__What you should do__. Report how many lines below include the string "black". Please keep the reply to that number.

-- Data follows --

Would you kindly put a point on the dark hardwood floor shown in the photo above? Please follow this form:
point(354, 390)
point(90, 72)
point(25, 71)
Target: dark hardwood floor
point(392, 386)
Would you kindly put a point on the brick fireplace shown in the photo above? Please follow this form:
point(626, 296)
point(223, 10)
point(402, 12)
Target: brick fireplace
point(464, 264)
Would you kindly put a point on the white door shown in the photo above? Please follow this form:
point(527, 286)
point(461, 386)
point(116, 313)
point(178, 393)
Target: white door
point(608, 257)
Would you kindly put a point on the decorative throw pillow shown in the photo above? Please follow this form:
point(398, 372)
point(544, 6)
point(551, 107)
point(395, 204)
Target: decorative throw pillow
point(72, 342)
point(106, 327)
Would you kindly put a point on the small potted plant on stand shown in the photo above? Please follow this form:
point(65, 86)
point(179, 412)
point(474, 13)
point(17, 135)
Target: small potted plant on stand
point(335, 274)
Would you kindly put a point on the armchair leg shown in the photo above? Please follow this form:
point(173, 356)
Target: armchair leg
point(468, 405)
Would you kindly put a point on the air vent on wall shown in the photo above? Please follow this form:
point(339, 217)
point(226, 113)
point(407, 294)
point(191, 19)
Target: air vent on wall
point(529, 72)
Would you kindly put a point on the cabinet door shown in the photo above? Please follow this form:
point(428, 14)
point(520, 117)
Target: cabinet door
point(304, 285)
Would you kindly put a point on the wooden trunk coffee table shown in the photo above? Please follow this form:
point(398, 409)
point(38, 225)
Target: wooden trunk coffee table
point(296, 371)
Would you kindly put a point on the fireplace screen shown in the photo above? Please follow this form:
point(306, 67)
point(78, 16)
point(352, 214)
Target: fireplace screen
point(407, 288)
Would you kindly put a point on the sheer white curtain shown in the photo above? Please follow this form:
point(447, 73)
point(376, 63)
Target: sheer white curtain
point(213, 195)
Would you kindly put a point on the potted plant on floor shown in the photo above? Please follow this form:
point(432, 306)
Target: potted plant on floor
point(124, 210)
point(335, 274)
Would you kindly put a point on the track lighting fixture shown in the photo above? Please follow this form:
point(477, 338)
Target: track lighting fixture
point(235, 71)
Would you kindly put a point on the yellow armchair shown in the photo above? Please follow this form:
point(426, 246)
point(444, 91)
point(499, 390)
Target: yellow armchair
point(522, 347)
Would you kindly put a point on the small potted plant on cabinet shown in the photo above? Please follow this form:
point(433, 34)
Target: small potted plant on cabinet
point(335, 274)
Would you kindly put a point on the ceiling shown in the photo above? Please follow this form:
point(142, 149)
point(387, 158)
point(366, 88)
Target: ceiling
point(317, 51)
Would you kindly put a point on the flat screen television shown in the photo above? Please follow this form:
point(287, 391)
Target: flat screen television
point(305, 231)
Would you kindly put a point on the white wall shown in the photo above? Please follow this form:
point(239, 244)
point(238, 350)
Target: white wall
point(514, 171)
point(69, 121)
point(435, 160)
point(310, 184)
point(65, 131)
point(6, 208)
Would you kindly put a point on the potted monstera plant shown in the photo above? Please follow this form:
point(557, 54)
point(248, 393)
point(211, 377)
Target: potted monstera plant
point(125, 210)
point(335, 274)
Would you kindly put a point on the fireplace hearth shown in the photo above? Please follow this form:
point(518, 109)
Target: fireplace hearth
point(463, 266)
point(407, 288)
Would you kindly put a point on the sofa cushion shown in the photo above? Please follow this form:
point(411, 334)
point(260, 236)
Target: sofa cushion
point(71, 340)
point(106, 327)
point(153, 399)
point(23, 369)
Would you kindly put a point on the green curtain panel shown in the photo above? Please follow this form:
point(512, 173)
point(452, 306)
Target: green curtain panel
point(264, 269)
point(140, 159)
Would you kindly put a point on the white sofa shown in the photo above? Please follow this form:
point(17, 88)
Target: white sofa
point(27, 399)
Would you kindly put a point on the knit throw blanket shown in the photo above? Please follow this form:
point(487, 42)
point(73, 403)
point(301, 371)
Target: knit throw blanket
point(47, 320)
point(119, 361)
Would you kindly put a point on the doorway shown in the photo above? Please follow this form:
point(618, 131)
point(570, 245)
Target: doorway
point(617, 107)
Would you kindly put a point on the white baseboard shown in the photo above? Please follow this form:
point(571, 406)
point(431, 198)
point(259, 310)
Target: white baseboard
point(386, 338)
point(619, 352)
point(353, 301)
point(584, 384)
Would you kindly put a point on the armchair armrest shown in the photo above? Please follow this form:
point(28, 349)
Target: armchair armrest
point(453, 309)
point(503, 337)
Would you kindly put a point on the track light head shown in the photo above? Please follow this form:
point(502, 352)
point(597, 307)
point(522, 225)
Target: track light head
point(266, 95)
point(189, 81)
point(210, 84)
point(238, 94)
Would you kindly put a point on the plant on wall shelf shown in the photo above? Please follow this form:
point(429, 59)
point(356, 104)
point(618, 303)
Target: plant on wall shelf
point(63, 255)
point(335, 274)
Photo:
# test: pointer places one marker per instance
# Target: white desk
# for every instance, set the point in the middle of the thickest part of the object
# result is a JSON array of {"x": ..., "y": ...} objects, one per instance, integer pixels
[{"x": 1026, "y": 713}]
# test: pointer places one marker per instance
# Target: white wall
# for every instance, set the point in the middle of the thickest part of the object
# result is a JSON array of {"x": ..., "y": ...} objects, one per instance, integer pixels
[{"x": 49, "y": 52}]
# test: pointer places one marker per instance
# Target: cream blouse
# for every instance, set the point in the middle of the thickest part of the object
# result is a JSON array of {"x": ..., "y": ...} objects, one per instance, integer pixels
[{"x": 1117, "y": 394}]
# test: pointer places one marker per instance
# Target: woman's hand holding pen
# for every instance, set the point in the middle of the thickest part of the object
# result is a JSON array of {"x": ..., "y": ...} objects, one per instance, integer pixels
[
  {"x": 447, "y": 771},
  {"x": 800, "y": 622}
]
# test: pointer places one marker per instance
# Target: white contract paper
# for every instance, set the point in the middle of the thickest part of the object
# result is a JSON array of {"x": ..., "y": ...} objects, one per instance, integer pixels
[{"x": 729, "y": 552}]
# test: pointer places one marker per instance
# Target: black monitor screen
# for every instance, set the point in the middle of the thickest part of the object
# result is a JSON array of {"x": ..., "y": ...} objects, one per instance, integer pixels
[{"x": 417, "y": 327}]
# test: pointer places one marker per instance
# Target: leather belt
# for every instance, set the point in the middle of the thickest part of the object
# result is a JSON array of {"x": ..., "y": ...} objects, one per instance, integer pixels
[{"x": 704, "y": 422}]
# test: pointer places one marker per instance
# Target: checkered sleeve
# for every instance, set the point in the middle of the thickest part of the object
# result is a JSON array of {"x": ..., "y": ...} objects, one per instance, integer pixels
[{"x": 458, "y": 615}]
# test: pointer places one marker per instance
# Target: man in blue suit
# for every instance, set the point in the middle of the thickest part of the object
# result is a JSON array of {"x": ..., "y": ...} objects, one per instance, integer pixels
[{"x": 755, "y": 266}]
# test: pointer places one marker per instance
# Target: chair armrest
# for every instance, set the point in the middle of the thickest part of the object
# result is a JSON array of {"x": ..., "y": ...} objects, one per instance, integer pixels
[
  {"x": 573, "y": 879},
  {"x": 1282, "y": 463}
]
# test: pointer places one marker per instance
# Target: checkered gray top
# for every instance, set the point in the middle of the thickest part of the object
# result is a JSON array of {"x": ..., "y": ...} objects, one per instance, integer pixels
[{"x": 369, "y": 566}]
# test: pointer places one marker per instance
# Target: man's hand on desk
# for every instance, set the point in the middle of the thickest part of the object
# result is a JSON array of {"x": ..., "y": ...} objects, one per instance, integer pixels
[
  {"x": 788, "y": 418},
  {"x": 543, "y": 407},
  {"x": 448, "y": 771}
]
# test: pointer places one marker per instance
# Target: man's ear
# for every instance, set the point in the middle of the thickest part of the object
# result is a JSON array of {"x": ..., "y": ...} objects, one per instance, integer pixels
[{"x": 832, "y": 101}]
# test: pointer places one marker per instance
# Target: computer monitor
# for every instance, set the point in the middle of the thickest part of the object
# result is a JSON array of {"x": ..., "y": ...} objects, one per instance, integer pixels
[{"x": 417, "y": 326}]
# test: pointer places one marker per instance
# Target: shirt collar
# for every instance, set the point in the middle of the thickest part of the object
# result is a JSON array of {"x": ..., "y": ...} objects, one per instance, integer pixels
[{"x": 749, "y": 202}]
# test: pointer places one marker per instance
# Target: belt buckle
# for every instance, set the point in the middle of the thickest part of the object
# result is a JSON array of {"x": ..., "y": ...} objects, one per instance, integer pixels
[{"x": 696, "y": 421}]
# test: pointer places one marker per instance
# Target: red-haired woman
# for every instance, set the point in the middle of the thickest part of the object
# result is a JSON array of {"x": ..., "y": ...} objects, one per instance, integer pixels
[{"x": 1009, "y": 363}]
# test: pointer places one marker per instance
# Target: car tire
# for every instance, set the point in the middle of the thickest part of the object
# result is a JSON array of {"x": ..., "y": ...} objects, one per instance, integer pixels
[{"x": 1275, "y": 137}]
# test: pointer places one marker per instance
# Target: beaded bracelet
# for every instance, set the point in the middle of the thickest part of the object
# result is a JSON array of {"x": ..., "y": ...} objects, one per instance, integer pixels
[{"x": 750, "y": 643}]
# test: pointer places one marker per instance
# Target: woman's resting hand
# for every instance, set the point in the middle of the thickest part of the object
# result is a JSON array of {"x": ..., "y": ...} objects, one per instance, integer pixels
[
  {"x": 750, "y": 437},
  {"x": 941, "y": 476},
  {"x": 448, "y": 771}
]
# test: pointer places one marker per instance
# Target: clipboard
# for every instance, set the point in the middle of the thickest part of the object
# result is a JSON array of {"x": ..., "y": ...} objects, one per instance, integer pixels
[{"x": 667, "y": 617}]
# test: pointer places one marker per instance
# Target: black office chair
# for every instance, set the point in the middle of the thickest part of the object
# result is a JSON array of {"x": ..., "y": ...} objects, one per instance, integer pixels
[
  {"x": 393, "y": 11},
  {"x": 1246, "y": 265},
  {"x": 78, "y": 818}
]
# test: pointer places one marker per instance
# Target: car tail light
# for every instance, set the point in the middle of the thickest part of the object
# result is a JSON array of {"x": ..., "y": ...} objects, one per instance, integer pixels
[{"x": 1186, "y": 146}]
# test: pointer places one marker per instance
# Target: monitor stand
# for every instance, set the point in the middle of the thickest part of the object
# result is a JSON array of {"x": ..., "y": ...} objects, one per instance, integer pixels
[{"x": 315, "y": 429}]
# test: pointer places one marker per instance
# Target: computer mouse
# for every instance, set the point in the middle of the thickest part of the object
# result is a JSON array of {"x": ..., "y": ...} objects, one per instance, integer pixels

-- Data concluded --

__Output below__. 2